Find the line containing "box: [290, 0, 296, 76]" in the data below, then output that line and each one after it exactly, with nothing else.

• _Record set_:
⟨

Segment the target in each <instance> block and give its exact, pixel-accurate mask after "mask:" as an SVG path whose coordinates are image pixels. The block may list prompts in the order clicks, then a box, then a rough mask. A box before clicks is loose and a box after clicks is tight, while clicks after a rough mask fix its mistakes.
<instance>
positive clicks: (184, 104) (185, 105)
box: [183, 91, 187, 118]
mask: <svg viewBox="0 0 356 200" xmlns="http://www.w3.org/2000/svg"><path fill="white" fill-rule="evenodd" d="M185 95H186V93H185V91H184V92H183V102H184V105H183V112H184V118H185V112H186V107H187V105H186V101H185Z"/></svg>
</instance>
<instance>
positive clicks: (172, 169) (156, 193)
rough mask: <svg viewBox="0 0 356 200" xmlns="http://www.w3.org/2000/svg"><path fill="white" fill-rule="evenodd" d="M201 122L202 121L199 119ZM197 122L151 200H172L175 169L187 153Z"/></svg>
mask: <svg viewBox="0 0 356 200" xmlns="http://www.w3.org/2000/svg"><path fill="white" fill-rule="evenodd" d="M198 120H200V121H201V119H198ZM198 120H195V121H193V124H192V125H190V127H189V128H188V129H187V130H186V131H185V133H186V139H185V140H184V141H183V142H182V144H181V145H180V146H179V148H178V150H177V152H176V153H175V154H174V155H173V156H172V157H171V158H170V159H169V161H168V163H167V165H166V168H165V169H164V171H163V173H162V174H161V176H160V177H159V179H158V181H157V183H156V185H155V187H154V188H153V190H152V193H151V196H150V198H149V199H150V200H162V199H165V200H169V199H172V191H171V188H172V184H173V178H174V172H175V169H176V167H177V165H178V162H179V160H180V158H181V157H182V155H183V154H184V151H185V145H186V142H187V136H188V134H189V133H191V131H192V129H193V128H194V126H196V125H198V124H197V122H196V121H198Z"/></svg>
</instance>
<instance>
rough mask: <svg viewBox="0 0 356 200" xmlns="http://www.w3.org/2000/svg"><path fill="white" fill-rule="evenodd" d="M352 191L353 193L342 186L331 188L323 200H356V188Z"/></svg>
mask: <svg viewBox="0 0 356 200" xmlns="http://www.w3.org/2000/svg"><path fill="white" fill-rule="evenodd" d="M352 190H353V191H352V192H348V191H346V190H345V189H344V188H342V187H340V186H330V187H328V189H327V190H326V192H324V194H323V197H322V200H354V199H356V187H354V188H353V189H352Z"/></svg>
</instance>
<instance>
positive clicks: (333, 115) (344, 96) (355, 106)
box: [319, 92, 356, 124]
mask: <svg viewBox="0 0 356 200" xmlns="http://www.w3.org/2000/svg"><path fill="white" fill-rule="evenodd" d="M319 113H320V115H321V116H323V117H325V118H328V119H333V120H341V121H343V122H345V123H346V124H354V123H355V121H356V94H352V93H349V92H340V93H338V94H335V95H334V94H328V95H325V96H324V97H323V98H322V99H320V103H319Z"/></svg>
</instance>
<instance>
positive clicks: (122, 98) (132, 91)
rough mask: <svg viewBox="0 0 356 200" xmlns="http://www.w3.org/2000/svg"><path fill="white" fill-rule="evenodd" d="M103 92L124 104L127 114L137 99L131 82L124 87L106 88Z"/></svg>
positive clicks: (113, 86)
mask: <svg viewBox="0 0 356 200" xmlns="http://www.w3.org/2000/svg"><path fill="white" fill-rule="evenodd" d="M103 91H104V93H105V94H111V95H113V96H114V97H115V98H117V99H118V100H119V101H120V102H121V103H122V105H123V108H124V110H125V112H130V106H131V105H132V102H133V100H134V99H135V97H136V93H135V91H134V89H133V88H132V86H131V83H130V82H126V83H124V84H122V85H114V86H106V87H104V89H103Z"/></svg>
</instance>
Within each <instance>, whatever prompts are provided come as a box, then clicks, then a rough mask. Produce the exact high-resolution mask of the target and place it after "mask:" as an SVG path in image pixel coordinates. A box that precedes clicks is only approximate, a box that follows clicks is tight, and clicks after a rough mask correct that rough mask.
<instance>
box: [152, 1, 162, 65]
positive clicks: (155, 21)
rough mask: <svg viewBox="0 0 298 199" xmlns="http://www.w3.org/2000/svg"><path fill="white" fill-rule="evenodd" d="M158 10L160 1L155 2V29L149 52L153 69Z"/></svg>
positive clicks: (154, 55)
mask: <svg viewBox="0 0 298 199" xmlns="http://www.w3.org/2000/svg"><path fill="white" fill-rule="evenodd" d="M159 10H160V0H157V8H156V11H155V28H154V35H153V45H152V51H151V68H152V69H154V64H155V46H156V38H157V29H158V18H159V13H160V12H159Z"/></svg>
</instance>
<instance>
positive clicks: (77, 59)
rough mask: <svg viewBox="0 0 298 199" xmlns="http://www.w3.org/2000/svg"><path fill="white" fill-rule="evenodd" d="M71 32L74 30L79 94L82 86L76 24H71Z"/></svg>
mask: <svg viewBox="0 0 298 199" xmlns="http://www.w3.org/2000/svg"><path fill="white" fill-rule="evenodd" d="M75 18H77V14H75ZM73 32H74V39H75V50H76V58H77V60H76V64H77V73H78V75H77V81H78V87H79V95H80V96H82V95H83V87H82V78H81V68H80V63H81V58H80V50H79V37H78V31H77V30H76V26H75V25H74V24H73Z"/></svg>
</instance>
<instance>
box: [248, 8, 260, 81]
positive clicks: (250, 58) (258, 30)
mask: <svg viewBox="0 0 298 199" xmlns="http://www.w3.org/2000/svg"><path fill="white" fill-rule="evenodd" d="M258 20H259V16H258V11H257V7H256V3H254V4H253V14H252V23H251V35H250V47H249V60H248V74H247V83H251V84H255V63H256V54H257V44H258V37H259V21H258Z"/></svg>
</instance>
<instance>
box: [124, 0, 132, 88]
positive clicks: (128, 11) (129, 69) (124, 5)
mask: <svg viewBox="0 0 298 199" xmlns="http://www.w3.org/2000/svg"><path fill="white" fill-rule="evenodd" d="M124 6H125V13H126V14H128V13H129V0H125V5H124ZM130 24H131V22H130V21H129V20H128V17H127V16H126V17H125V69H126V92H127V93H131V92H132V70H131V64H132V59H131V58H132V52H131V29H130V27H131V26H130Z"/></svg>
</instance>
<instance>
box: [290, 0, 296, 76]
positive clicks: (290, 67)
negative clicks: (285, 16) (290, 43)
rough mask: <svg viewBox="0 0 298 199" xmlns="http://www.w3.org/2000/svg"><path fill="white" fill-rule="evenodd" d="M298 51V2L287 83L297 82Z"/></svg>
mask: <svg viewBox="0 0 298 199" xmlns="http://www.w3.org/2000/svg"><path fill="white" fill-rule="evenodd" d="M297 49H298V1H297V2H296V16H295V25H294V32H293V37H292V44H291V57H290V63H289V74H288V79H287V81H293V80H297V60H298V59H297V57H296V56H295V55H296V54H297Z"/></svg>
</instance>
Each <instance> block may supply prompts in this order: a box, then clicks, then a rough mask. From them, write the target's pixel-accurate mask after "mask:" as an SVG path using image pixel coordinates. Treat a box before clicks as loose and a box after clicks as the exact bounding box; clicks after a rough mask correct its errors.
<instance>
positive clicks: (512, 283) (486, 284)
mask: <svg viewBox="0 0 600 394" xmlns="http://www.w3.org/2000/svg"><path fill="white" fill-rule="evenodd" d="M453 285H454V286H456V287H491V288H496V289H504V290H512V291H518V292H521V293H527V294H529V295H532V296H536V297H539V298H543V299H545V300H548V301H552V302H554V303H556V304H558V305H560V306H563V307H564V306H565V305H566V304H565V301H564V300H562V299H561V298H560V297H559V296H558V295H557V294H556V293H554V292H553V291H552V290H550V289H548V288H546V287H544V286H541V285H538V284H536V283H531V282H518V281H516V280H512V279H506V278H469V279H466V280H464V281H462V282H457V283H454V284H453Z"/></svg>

⟩

• _Response to the exercise_:
box: [290, 0, 296, 76]
positive clicks: (290, 67)
negative clicks: (285, 16) (290, 43)
rough mask: <svg viewBox="0 0 298 199" xmlns="http://www.w3.org/2000/svg"><path fill="white" fill-rule="evenodd" d="M298 51V2L287 83L297 82Z"/></svg>
mask: <svg viewBox="0 0 298 199" xmlns="http://www.w3.org/2000/svg"><path fill="white" fill-rule="evenodd" d="M297 49H298V1H297V2H296V16H295V25H294V32H293V37H292V44H291V57H290V63H289V74H288V79H287V81H293V80H297V60H298V59H297V57H296V56H295V55H296V54H297Z"/></svg>
</instance>
Each <instance> block may supply prompts in this order: a box, then clicks, then a rough mask. From them, write the target's pixel-accurate mask after "mask:" as an SVG path using image pixel coordinates. Treat a box before clicks as loose and a box after clicks as the exact bounding box; clicks after a rough mask correct its errors.
<instance>
positive clicks: (512, 283) (486, 284)
mask: <svg viewBox="0 0 600 394" xmlns="http://www.w3.org/2000/svg"><path fill="white" fill-rule="evenodd" d="M453 285H454V286H456V287H491V288H496V289H504V290H512V291H518V292H521V293H527V294H529V295H532V296H536V297H539V298H543V299H545V300H548V301H552V302H554V303H556V304H558V305H560V306H563V307H564V306H565V305H566V304H565V301H564V300H562V299H561V298H560V297H559V296H558V295H557V294H556V293H554V292H553V291H552V290H550V289H548V288H546V287H544V286H541V285H538V284H536V283H531V282H518V281H516V280H512V279H506V278H469V279H466V280H464V281H462V282H457V283H454V284H453Z"/></svg>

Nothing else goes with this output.